▶ _Work to be completed_
Please rewrite the records below starting at the line containing "find bicycle front wheel" and ending at the line containing "(193, 206), (296, 260)", changing "bicycle" to "bike" and leaving everything else unchanged.

▶ _The records_
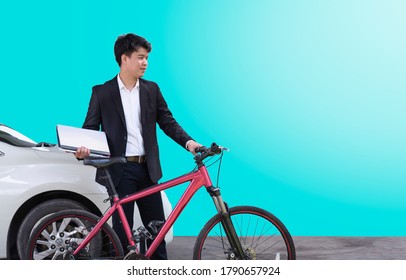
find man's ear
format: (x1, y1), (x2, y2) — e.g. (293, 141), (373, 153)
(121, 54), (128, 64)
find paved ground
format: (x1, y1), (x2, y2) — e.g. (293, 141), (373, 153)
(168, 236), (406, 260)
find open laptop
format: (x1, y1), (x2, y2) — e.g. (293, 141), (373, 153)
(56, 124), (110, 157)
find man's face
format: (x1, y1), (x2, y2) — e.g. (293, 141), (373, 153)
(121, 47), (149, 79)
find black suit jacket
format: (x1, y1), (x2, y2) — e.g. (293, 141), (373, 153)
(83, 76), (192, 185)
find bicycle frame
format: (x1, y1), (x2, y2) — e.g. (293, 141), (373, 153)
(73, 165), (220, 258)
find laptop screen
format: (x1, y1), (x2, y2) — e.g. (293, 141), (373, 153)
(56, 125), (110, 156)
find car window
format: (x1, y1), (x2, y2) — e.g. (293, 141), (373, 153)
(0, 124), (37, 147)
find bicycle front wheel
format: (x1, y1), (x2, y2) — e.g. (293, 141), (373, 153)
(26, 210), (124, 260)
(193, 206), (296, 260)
* * *
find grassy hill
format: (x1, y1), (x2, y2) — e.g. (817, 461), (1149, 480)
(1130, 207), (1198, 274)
...
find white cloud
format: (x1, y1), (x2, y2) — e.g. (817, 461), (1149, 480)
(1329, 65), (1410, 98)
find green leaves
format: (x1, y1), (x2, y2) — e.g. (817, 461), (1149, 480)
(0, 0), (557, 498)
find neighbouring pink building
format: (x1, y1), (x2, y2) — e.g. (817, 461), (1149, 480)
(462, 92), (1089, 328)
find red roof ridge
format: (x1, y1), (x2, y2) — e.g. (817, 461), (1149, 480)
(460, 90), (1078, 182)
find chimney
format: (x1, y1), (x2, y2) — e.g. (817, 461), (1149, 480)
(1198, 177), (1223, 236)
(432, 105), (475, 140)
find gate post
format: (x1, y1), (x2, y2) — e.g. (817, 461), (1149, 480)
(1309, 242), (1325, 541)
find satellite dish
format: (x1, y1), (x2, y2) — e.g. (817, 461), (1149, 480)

▶ _Solution below_
find bike front wheel
format: (x1, y1), (x2, y2) — e.g. (293, 141), (373, 153)
(26, 210), (124, 260)
(193, 206), (296, 260)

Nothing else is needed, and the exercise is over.